Regisseur Uwe Dag Berlin hat das Textkonvolut Niklas Franks auf mehrere Schultern verteilt, auch auf die das Paters Sextus O'Connor (Manfred Böll als rotgewandeter Mephistopheles): Seine diabolische Priesterfigur ist eine Regiezutat, welche die zwielichtige Rolle der katholischen Kirche, zu der Hans Frank während der Nürnberger Kriegsverbrecherprozesses konvertierte, stärker akzentuiert als Sobols Vorlage.
Uwe Dag Berlin durchbricht die Zeit- und Fiktionsebenen und bringt uns so das Stück ganz nahe. Auch mit eigenen Zutaten wie dem Quartett „Chor der Deutschen“, welches die Gefahr des bieder-bürgerlichen Neonazismus im Gewand harmlos erscheinender „guter“ Mitmenschen offenbart und so Parallelen zum Hauptkriegsverbrecher Hans Frank zieht, der sich ganz gentlemanlike als Kunstkenner, Schachspieler und Freizeitpianist gerierte.
Heiner Stadelmann als Hans Frank: Ein Intellektueller, ein Jurist zudem und damit einem Berufsstand angehörend, der Hitler zeitlebens zutiefst verhaßt war. Und dennoch ein Mann der ersten Stunde, ein Unantastbarer der „Bewegung“. Stadelmanns späterer „König von Polen“ gründet als bayerischer Justizminister ohne mit der Wimper zu zucken, quasi als bürokratischer Akt der laufenden Verwaltung, in Dachau das erste Konzentrationslager.

VORLIEGENDE EINTRÄGE>
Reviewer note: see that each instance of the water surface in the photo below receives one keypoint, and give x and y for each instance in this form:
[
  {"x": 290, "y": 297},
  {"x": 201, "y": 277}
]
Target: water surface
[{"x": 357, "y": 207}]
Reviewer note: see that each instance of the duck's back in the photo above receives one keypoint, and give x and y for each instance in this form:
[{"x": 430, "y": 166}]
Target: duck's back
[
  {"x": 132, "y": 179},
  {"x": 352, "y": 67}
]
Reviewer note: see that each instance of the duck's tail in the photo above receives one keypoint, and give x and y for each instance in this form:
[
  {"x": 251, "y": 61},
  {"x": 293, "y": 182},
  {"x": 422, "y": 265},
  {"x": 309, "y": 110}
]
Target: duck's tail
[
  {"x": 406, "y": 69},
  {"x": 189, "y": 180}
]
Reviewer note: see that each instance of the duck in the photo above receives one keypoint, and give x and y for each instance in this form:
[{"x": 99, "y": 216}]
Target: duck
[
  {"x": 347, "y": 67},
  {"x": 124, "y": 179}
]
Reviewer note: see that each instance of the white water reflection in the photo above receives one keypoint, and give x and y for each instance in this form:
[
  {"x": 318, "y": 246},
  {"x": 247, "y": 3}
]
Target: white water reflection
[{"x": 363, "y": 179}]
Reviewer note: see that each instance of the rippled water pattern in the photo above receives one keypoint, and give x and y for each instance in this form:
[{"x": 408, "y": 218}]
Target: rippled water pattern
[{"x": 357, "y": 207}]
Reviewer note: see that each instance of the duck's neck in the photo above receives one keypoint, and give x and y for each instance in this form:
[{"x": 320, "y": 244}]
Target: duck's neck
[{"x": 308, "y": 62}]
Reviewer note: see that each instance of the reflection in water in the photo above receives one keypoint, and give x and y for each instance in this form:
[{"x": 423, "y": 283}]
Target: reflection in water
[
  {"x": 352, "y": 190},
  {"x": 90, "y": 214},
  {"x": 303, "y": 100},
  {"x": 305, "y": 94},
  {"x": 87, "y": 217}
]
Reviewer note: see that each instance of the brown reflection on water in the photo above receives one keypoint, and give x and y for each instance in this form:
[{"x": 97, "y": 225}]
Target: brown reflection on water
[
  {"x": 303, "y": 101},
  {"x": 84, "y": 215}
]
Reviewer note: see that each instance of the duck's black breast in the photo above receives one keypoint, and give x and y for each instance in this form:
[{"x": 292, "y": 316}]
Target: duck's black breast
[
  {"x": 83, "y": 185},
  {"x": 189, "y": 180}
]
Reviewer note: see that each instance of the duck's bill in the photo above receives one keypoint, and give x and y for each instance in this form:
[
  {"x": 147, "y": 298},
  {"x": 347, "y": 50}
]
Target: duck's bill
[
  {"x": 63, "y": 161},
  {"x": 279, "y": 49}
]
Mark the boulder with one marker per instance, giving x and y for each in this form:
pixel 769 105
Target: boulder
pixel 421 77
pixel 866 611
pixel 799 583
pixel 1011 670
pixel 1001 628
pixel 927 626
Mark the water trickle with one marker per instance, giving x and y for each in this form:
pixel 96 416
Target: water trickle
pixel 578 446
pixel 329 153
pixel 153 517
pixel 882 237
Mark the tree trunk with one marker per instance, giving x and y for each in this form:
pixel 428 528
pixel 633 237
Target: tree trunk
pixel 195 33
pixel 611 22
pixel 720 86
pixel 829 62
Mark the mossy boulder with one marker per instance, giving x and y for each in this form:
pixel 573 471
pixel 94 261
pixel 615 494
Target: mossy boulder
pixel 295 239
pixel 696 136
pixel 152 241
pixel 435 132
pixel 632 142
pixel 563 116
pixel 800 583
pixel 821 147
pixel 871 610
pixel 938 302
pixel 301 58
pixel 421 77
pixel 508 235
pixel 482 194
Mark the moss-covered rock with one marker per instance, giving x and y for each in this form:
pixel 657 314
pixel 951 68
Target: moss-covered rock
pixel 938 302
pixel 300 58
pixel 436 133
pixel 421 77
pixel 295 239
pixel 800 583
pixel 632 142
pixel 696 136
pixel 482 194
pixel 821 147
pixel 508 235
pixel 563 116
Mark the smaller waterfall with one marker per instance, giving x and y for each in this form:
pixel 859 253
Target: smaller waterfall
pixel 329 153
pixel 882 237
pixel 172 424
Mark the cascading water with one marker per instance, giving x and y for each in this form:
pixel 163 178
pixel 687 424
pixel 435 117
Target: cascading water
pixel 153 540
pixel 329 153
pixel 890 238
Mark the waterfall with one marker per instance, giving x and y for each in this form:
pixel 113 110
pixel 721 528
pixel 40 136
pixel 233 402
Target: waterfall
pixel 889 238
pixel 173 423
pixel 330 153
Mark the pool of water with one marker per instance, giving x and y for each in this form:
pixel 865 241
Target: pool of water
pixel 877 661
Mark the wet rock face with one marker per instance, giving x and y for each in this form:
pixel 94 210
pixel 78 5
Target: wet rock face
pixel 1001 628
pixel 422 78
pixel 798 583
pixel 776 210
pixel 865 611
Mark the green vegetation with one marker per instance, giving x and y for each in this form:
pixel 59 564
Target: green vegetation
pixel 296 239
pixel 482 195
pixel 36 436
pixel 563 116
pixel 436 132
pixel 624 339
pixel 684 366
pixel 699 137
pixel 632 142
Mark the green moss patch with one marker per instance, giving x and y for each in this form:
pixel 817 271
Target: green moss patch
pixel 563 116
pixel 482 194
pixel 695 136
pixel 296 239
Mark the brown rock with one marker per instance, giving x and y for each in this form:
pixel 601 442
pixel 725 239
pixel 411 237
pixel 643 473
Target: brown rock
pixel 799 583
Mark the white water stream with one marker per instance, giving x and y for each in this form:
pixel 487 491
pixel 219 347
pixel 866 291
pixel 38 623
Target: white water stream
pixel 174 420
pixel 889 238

GESTELLTE AUFGABE 1> Welche Figur spielt Manfred Böll laut der Theaterkritik?
GESTELLTE AUFGABE 2> Fasse die Theaterkritik in zwei Sätzen zusammen.
GESTELLTE AUFGABE 3> Setze die Theaterkritik über die Inszenierung zu Hans Frank nach ihrem letzten Satz fort.
Die Einträge spielen hierfür keine Rolle.

ANTWORT 1> Er spielt den Pater Sextus O'Connor als rotgewandeten Mephistopheles.

ANTWORT 2> Regisseur Uwe Dag Berlin verteilt das Textkonvolut Niklas Franks auf mehrere Schultern und durchbricht die Zeit- und Fiktionsebenen. Er fügt eigene Zutaten wie die Priesterfigur Pater Sextus O'Connor und das Quartett „Chor der Deutschen“ hinzu, während Heiner Stadelmann Hans Frank als Intellektuellen und Juristen spielt, der als bayerischer Justizminister in Dachau das erste Konzentrationslager gründet.

ANTWORT 3>
Andererseits ist er auch ein Getriebener – seiner ehrgeizigen Gattin Brigitte, die auch bei Steffi Kühnert daheim die Hosen an hat (und nicht zufällig mehrfach in die Rolle Adolf Hitlers schlüpft): Sie ist die treibende Kraft hinter dem Generalgouverneur Polens gerade in dem Bewußtsein, daß Frank auf diesen Außenposten weggelobt worden ist aus dem inneren Zirkel des NS-Staates.
Uwe Dag Berlins freier Umgang mit der Vorlage führt zu einem direkten Dialog Niklas Franks mit dem Vater über seine Buchveröffentlichung: „Mein Vater“ wäre der richtige Titel der Bochumer Fassung gewesen, die man dennoch mit Fug und Recht als eigentliche Uraufführung feiern kann. Den Epilog des Sohnes nach der Hinrichtung des Vaters spricht Stephan Baumecker als ein wie aus einem Murnau-Stummfilm entsprungener Untoter: der Schluß franst etwas aus. Dennoch ist der bei aller Betroffenheit große Beifall für Ensemble und Leitungsteam verdient: Uwe Dag Berlin bricht das Grauen durch makabre Komik, wird damit, ganz im Sinne eines George Tabori, dem Untertitel „Eine blutige Komödie“ gerecht.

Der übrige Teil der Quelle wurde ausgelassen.